_REQUEST:_ Locate every line in the listing below that contains the string "yellow" and copy each of those lines; matching is case-sensitive.
>> START
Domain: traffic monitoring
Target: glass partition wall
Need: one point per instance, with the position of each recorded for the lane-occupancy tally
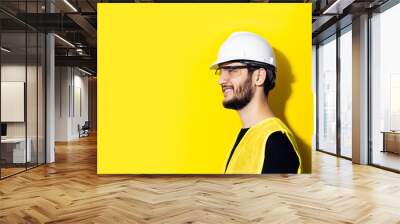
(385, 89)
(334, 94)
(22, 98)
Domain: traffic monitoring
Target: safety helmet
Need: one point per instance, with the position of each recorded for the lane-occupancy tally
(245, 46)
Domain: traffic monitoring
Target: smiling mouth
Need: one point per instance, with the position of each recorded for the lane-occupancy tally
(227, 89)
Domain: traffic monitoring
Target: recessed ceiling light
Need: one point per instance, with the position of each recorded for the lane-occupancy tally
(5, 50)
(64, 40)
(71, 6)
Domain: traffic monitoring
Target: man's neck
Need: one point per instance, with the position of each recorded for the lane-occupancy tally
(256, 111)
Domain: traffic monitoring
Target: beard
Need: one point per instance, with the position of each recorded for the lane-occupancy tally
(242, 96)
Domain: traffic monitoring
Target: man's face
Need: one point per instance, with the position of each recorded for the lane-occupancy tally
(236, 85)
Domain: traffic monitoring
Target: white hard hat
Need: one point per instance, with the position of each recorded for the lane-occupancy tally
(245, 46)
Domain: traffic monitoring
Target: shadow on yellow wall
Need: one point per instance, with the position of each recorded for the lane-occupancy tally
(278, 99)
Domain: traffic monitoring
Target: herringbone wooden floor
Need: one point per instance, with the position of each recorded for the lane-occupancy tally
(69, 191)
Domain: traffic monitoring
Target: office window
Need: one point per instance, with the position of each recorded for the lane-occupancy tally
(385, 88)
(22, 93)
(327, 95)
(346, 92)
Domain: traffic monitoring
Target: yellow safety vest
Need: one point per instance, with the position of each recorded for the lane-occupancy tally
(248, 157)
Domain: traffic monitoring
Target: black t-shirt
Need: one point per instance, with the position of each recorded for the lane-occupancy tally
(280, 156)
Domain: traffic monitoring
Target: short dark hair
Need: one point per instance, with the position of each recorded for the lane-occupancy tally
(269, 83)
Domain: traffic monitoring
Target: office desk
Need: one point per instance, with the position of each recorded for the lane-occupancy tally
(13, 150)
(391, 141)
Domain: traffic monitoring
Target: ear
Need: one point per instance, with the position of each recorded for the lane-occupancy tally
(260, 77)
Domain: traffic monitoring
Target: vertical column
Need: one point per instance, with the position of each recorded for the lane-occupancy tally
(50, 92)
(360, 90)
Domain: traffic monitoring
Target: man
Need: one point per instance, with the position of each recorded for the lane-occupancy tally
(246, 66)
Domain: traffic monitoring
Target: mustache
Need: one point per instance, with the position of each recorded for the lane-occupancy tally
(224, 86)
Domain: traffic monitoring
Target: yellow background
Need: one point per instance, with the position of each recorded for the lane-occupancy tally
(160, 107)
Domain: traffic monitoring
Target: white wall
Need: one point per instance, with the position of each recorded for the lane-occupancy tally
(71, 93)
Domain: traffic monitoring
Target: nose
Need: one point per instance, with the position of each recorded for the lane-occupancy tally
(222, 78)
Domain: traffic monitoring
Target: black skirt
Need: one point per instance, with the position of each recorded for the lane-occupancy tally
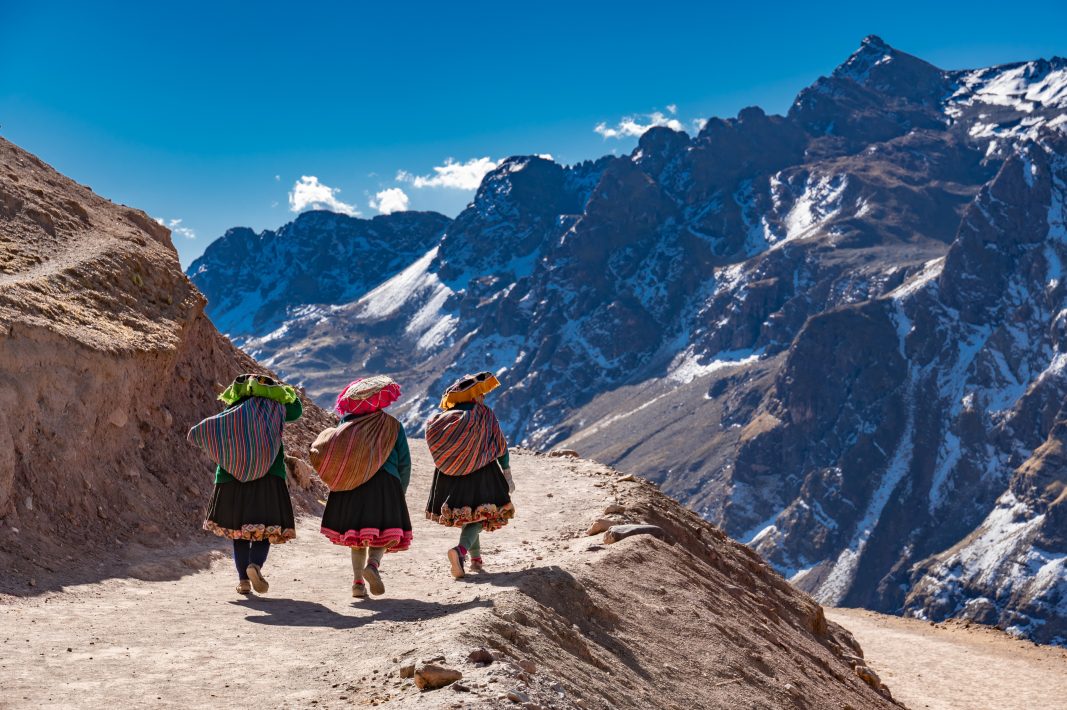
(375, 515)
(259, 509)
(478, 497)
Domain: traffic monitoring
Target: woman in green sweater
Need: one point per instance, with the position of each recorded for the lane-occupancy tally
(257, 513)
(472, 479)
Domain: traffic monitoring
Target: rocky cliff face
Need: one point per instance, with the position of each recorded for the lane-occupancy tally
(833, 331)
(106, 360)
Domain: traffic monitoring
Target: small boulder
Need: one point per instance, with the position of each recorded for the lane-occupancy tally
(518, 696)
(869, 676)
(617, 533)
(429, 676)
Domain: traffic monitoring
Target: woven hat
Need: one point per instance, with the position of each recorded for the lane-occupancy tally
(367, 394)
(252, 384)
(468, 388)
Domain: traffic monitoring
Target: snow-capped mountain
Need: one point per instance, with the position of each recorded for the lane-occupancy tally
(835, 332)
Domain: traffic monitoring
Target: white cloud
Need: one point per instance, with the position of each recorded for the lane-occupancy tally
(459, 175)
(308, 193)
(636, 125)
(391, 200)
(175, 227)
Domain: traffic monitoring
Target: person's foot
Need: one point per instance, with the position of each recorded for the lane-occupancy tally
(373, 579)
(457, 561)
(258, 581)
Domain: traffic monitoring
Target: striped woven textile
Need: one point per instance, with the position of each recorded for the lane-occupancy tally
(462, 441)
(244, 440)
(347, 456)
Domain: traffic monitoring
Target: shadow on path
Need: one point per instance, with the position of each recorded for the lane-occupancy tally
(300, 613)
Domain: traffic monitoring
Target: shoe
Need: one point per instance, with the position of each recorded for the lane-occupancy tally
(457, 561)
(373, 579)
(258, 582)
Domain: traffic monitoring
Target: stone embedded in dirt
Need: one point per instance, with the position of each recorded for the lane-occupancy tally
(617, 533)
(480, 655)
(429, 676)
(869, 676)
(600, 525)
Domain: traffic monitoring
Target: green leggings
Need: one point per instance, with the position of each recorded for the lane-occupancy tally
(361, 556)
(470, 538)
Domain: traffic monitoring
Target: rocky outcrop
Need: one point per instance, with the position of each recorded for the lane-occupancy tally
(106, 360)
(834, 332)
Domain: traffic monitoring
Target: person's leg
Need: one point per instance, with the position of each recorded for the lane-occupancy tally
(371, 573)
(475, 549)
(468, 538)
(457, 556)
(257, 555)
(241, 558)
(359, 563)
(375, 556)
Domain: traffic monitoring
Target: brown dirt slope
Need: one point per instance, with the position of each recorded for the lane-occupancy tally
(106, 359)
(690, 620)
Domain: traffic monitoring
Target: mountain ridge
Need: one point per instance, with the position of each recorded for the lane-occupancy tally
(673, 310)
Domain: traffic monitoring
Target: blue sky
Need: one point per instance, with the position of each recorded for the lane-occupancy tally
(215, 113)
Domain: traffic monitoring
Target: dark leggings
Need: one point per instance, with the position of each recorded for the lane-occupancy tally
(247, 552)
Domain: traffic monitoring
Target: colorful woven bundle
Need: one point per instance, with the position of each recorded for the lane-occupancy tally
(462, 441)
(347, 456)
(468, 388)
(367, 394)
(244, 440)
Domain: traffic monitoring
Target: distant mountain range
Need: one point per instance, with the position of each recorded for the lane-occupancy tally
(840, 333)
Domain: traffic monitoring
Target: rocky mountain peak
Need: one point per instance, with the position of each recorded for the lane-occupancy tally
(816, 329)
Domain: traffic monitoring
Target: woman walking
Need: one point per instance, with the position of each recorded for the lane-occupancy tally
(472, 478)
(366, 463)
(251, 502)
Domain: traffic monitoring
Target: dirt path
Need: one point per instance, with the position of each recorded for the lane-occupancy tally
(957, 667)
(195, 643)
>> END
_COMPLETED EXERCISE:_
Target: shadow on yellow wall
Target: yellow safety vest
Target: yellow background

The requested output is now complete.